**Records shown:**
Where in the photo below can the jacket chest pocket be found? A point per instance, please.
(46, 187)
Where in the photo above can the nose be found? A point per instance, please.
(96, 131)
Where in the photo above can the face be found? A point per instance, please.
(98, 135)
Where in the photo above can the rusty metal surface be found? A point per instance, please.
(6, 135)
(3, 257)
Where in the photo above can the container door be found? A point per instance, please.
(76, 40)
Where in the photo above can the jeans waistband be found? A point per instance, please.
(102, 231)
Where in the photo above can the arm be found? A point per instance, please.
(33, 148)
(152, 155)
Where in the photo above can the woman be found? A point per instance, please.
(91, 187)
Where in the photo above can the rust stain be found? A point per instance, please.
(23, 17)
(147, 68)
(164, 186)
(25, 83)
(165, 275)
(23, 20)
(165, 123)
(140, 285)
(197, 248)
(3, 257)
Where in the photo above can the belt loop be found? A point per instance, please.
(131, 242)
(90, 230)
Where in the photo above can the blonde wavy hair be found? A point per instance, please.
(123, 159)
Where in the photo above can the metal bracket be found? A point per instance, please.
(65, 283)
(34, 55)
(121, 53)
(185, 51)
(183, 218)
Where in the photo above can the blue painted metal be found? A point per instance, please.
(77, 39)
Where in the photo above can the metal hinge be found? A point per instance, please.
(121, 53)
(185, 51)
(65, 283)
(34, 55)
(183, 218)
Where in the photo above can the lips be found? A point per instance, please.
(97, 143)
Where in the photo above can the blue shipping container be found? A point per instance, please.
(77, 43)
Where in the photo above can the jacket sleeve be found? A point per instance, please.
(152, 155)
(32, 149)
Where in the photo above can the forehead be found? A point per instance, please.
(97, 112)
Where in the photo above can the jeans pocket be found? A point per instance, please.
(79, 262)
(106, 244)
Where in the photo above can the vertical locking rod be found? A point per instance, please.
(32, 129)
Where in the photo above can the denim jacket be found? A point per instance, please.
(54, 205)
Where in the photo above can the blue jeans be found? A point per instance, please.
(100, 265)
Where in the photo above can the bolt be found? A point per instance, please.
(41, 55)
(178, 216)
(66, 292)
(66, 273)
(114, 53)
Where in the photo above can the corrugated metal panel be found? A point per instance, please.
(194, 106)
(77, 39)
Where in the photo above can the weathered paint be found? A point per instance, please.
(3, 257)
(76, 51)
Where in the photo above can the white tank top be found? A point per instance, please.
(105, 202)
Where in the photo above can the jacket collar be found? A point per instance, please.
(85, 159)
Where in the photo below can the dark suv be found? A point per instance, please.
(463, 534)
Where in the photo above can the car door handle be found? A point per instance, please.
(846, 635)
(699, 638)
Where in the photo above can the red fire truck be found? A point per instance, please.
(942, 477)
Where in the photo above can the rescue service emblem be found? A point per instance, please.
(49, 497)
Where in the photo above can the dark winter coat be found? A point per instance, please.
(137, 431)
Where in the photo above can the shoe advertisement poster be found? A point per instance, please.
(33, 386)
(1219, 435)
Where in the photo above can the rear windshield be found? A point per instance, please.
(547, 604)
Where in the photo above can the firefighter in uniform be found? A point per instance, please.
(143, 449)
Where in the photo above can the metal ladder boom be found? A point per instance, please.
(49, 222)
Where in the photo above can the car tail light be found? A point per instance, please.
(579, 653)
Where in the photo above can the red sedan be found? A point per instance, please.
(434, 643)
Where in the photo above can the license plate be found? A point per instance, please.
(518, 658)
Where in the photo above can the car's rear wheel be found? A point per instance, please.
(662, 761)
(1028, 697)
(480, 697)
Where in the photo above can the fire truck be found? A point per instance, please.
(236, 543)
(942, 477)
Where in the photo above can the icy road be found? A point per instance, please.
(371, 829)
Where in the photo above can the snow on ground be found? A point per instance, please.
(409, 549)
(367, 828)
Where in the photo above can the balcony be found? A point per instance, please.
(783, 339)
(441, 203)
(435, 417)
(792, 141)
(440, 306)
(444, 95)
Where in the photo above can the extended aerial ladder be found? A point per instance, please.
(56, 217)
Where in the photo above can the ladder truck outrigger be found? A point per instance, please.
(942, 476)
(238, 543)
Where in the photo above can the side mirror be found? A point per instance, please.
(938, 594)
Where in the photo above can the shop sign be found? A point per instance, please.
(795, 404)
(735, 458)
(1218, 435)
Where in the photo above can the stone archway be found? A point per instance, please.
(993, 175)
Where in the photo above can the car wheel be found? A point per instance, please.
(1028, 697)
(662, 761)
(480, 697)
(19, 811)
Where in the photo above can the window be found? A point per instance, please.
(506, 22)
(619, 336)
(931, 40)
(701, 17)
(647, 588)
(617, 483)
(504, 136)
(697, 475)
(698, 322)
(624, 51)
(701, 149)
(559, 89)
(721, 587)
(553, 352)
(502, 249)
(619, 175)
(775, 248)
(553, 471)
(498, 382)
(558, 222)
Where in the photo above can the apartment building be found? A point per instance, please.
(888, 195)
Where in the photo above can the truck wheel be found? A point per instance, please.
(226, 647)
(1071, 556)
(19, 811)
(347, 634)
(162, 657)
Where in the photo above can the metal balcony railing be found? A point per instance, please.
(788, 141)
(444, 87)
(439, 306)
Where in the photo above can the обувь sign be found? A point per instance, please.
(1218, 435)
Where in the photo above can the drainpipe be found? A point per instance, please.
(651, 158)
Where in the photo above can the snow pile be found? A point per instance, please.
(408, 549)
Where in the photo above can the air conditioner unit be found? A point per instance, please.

**What you have to do:**
Nothing should be left out: return all of the records exactly.

**The solution:**
Where in the photo below can the jacket chest pocket be found? A point per instance, please.
(46, 187)
Where in the photo above can the nose be found? A point per instance, please.
(96, 131)
Where in the photo above can the face be found? A point per instance, please.
(98, 135)
Where in the photo above can the rusty metal surface be found? A point per instance, please.
(6, 135)
(3, 257)
Where in the photo above can the container door be found? A point per instance, please.
(76, 40)
Where in the photo above can the jeans waistband be found? A point per instance, please.
(102, 231)
Where in the photo above can the arm be found? A point per instance, please.
(33, 148)
(152, 155)
Where in the photo above can the woman be found? A point per instance, please.
(91, 187)
Where in the photo above can the rust stain be found? A point per instance, please.
(23, 17)
(147, 68)
(164, 186)
(25, 83)
(165, 275)
(23, 20)
(165, 123)
(140, 285)
(197, 248)
(3, 257)
Where in the photo above can the belt loop be found? A point per instance, please.
(131, 242)
(90, 230)
Where in the photo above can the blonde wavy hair be found? A point per instance, please.
(123, 159)
Where in the photo above can the metal bracket be found? A point per instance, please.
(65, 283)
(34, 55)
(121, 53)
(185, 51)
(183, 218)
Where in the photo above can the blue painted metal be found? A point per instance, please.
(77, 39)
Where in the photo above can the metal hinge be found? A point per instance, please.
(121, 53)
(185, 51)
(65, 283)
(34, 55)
(183, 218)
Where in the photo above can the lips be found? A point per instance, please.
(97, 143)
Where in the photo above can the blue shipping container be found? A point per instance, please.
(77, 43)
Where in the photo above can the jacket sleeve be found? A point per instance, please.
(152, 155)
(32, 149)
Where in the photo above can the forehead be found? A point per instance, please.
(97, 112)
Where in the photo above can the jeans pocket be found? A point per instance, please.
(79, 262)
(106, 244)
Where in the photo above can the vertical locking rod be found? A point per instance, please.
(32, 129)
Where in the photo above can the denim jacket be found? A point per instance, please.
(54, 205)
Where in the photo above can the blue jeans be found? A point per instance, please.
(100, 265)
Where in the photo above can the bolt be found? A point per instance, please.
(41, 55)
(178, 216)
(66, 292)
(66, 273)
(114, 53)
Where in the photo above can the corrugated metal panel be found? A point per instance, please.
(194, 106)
(77, 39)
Where in the photo above can the weathered paint be found? A point per instance, please.
(3, 257)
(76, 51)
Where in the photo above can the white tank top be found? A point per instance, please.
(105, 202)
Where in the photo above can the jacket collar be found? A point per instance, please.
(85, 159)
Where in the photo below can the dark suv be found? A point per instance, please.
(463, 534)
Where in the photo above can the car door handle be found? A point per instance, please.
(846, 635)
(699, 638)
Where in the photo above can the red fire truck be found? A point per instance, please.
(942, 477)
Where in the photo above can the rescue service emblem be found? A point per instance, please.
(49, 497)
Where in the photo above can the dark winter coat be found? A point per instance, please.
(137, 431)
Where in the photo above can the shoe advertisement poster be found? A point per instance, please.
(33, 386)
(1219, 435)
Where in the photo above can the rear windshield be found? A point per instance, please.
(547, 604)
Where in the photo above can the firefighter in uniform be found? A point per instance, please.
(143, 449)
Where in the photo above can the metal ladder boom be found? A point per instance, please.
(49, 222)
Where in the photo above can the car tail light be found? A point per instance, please.
(579, 653)
Where in the photo above can the red sedan be found? A point per instance, please.
(434, 643)
Where in the photo above can the license plate be found? A point per instance, please.
(518, 658)
Where in the photo above can the car's rear wheel be found? A point per instance, please.
(662, 761)
(1028, 697)
(480, 697)
Where in the photo above can the fire truck be found? A point per instance, please.
(236, 543)
(942, 477)
Where in the photo above can the icy road be found? A point per instance, please.
(371, 829)
Where in the photo above can the snow on ground be found? A point per instance, please.
(409, 549)
(367, 828)
Where in the photo above can the balcony be found? A point per instance, please.
(783, 339)
(441, 203)
(435, 417)
(792, 141)
(440, 306)
(444, 95)
Where in the photo above can the extended aerial ladder be found? A point per instance, please.
(56, 217)
Where in the photo above can the ladder truck outrigger be found? A point per instance, please.
(942, 476)
(238, 543)
Where in the photo above can the side mirror be found? A point per instance, please.
(938, 594)
Where in the photo above can the shop sign be found? A point per instance, please.
(795, 404)
(735, 458)
(1218, 435)
Where in the photo above can the stone archway be found? A point per instance, please.
(993, 175)
Where in the photo above can the car wheel be found? A point per instance, please.
(1028, 697)
(662, 761)
(480, 697)
(19, 811)
Where in the photo above can the window be found? A point per instance, please.
(506, 22)
(619, 336)
(931, 40)
(701, 17)
(647, 588)
(617, 483)
(504, 136)
(697, 475)
(698, 322)
(624, 51)
(701, 149)
(559, 89)
(721, 587)
(553, 352)
(502, 249)
(619, 175)
(775, 248)
(553, 471)
(498, 382)
(558, 222)
Where in the photo above can the apartment building be found? A point per instance, please.
(888, 195)
Where in the photo above can the truck wheel be found? A point per instance, please.
(226, 647)
(1071, 556)
(19, 811)
(347, 634)
(162, 657)
Where in the photo above can the metal balcony railing be found? A point per instance, please.
(788, 141)
(444, 87)
(439, 306)
Where in the photo above can the обувь sign be found? A point per instance, please.
(1218, 435)
Where in the photo above can the drainpipe be found? A point per instance, please.
(651, 158)
Where in the photo above can the snow pile be found? A point per instance, please.
(408, 549)
Where in the photo above can the air conditioner unit be found? A point per instance, please.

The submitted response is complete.